Stored dataset items
------------------------------------
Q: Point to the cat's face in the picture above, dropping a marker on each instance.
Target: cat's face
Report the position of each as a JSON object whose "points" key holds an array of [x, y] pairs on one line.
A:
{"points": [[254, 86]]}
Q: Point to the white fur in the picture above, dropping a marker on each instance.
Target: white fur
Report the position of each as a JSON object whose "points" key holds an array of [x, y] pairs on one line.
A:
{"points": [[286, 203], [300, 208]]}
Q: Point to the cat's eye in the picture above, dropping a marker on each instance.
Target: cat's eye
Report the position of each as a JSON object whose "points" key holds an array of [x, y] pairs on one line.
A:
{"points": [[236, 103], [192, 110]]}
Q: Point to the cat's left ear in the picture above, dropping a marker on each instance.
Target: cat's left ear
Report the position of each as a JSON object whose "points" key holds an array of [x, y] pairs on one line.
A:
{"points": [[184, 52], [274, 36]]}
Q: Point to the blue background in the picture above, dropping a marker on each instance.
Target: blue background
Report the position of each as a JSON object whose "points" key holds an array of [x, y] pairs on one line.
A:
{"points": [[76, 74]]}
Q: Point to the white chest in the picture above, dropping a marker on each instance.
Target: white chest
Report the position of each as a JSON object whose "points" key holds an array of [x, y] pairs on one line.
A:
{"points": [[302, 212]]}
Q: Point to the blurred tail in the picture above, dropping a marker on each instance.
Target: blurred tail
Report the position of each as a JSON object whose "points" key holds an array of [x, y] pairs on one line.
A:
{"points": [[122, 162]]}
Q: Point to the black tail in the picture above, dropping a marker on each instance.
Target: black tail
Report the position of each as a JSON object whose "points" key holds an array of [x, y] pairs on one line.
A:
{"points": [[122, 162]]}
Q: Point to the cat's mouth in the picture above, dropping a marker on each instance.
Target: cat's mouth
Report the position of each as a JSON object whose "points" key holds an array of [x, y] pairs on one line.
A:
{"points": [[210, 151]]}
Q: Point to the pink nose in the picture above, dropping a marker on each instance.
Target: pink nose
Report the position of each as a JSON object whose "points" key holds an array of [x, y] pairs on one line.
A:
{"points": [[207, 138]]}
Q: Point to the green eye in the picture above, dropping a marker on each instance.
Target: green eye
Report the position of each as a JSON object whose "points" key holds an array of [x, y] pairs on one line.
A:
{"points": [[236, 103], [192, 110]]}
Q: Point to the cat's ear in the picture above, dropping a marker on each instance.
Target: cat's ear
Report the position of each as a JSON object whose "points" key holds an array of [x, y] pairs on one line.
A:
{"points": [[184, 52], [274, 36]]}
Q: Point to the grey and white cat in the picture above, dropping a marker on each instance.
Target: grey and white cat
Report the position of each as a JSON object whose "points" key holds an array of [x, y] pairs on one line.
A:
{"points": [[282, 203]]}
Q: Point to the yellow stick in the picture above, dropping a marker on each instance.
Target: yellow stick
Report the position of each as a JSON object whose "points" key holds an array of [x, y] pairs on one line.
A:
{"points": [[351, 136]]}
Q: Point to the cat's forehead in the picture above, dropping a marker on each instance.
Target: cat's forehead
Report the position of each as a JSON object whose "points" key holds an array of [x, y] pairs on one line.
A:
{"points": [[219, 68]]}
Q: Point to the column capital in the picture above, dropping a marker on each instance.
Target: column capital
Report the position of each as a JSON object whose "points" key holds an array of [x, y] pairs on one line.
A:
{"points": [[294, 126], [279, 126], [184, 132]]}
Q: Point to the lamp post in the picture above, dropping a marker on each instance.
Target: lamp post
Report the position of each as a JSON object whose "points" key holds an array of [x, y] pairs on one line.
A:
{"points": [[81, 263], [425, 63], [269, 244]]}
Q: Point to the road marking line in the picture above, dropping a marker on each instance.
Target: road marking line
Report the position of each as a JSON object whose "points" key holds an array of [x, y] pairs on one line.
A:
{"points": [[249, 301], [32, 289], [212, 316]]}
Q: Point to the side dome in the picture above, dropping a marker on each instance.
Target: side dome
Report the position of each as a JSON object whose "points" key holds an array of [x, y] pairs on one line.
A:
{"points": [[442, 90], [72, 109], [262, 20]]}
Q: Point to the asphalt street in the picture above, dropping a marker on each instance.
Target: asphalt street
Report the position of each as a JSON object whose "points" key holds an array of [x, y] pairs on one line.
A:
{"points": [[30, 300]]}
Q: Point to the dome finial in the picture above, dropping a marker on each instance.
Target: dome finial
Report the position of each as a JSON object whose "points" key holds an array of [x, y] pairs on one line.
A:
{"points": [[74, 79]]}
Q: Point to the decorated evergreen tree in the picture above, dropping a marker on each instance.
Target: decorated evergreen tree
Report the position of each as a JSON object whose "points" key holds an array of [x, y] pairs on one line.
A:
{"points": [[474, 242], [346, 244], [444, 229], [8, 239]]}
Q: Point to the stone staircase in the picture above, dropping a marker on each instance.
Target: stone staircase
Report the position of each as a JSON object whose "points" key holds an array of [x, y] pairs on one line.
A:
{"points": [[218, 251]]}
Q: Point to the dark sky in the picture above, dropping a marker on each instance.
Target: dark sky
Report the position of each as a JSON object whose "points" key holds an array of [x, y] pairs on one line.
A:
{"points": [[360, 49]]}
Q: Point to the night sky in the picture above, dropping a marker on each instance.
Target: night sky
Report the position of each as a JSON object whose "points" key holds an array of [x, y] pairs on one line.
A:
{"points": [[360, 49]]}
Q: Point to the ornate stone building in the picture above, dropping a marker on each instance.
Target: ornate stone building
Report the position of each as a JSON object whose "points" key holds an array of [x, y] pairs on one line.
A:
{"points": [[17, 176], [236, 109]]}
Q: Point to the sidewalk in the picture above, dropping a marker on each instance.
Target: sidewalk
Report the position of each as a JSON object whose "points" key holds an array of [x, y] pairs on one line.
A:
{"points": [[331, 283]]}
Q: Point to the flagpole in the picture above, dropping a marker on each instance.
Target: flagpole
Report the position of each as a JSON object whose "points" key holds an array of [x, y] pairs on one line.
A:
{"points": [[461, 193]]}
------------------------------------
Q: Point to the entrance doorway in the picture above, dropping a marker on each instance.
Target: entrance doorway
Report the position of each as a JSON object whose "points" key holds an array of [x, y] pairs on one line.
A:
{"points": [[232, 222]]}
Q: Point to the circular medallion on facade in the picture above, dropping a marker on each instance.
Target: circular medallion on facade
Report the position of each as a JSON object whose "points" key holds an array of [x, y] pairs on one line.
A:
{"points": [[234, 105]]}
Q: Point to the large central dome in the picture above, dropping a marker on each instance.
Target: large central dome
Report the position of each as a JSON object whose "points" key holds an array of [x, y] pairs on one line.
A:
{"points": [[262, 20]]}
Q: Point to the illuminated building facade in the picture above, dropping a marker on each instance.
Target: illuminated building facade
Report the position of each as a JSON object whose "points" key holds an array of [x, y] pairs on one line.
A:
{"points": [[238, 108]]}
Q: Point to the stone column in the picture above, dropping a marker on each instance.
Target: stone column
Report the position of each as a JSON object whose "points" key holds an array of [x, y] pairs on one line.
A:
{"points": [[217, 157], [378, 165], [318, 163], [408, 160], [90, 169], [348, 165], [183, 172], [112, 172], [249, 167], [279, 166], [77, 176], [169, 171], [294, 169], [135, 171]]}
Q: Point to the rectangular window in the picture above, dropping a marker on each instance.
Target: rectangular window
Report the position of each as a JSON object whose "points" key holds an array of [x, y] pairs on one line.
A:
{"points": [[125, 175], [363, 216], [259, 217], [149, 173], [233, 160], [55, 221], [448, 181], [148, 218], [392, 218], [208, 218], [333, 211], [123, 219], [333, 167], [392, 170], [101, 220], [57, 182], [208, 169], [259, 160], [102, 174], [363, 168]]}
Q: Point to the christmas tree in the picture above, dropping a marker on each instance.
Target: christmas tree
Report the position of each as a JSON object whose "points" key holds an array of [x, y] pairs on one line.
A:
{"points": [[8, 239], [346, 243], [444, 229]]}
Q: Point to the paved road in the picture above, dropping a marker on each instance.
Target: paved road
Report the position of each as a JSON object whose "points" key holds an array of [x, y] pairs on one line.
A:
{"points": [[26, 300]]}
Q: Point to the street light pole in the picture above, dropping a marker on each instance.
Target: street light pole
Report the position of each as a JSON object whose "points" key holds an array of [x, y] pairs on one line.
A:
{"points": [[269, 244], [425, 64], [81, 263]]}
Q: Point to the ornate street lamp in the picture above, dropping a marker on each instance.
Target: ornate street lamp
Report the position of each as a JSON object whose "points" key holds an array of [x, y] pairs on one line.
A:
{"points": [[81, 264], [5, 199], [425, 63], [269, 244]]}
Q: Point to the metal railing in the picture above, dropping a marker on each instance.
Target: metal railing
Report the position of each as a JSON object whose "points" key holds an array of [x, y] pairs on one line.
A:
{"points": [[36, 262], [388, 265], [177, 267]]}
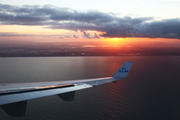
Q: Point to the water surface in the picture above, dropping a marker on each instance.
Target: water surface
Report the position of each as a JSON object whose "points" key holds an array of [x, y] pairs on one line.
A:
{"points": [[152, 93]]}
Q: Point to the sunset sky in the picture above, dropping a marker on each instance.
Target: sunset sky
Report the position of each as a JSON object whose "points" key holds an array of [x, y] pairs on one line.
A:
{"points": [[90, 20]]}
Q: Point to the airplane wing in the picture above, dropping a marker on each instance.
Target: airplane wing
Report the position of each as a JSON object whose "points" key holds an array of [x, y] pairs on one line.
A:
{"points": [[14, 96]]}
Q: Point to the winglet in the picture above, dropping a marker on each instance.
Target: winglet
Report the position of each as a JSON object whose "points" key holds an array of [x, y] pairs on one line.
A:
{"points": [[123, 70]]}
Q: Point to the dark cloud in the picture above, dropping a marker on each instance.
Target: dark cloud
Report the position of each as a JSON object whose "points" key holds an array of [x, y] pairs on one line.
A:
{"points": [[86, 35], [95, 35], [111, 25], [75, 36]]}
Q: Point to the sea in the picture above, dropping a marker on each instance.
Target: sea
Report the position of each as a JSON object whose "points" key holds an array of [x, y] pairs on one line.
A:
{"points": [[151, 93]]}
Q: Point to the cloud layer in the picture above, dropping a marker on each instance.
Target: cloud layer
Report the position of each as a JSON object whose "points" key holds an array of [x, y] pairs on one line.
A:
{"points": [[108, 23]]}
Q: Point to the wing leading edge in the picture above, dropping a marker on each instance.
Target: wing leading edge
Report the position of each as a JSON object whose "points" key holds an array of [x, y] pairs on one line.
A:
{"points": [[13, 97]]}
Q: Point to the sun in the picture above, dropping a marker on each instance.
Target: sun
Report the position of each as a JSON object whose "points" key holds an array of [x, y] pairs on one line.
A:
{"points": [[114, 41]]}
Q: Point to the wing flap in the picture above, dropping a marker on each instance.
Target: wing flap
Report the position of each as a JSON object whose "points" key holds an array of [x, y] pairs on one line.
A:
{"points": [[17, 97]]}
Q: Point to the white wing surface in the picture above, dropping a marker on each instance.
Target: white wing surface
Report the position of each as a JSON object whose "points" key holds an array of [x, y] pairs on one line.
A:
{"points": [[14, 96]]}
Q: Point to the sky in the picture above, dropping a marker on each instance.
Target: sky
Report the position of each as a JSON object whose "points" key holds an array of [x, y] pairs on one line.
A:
------------------------------------
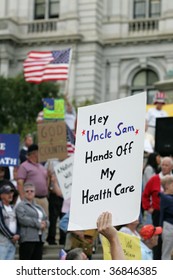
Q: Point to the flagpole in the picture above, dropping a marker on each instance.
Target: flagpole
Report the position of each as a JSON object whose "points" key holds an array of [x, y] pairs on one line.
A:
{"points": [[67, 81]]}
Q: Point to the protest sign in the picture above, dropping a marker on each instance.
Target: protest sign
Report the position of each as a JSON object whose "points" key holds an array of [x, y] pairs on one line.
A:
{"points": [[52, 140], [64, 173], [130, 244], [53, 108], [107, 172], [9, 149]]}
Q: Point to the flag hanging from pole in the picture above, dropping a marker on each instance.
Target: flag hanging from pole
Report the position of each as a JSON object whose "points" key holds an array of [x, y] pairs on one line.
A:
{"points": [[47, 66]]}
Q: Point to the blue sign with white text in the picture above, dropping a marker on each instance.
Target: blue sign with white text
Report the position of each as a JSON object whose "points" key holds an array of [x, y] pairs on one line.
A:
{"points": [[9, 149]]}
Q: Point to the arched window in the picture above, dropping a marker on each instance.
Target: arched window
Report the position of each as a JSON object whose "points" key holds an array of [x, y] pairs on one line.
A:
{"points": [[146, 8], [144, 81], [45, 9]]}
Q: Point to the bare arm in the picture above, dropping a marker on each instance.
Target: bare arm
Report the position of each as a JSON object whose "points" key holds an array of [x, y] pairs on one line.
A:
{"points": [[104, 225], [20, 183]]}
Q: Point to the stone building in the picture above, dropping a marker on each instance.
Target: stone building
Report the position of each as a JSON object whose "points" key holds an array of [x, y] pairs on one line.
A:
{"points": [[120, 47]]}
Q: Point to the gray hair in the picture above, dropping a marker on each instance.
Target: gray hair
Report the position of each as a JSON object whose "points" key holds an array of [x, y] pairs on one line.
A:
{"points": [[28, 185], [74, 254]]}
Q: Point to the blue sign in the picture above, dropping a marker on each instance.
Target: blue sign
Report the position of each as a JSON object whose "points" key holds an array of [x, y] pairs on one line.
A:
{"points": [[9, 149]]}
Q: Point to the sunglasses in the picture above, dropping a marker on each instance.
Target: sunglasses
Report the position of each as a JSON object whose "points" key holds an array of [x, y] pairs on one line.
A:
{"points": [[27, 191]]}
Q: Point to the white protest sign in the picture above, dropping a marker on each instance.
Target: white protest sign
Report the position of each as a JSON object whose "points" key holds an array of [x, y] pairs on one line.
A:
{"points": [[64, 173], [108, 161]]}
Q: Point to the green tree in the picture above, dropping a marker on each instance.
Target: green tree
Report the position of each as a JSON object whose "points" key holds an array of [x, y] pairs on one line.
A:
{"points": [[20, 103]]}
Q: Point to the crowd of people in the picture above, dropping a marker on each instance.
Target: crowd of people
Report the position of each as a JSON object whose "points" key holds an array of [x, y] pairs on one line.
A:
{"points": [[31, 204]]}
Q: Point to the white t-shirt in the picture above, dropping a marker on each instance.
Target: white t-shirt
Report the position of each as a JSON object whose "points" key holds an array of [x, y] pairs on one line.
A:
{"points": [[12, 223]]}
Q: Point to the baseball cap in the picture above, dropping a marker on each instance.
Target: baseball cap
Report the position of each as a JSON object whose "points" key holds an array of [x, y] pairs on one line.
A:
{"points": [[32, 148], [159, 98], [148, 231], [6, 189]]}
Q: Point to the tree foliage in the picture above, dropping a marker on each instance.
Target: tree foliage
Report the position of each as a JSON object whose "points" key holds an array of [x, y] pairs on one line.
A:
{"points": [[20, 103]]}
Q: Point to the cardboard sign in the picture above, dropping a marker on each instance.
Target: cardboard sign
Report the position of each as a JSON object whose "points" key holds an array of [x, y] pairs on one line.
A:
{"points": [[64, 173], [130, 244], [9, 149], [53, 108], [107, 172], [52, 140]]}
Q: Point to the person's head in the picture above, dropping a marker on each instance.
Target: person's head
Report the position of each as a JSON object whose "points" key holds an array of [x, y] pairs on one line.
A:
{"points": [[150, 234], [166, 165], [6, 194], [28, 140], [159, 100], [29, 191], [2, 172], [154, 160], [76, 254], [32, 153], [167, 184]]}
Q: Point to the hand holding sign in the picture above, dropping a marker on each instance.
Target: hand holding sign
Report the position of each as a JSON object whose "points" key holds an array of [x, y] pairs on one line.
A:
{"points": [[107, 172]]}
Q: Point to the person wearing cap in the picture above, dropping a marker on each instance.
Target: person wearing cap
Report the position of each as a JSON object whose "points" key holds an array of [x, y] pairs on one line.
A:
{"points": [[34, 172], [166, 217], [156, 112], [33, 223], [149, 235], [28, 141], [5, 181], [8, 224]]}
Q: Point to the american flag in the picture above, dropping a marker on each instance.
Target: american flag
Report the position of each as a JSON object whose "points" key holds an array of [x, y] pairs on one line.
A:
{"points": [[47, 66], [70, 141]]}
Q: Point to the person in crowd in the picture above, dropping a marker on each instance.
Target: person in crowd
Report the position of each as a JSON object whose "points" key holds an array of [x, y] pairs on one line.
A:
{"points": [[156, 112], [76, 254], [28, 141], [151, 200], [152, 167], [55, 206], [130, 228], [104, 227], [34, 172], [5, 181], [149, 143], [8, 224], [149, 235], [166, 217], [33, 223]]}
------------------------------------
* _TASK OBJECTIVE_
Select every line in the stored dataset items that contains the word "column", and copy each of those lines. Case counts.

* _SOLUTION TO THE EXERCISE_
Q: Point to the column capital in the picture above, dropping a marker on each instance.
Target: column capital
Q: Point to the stone column in the picture above, dropping a marker on each instance.
Target: stone column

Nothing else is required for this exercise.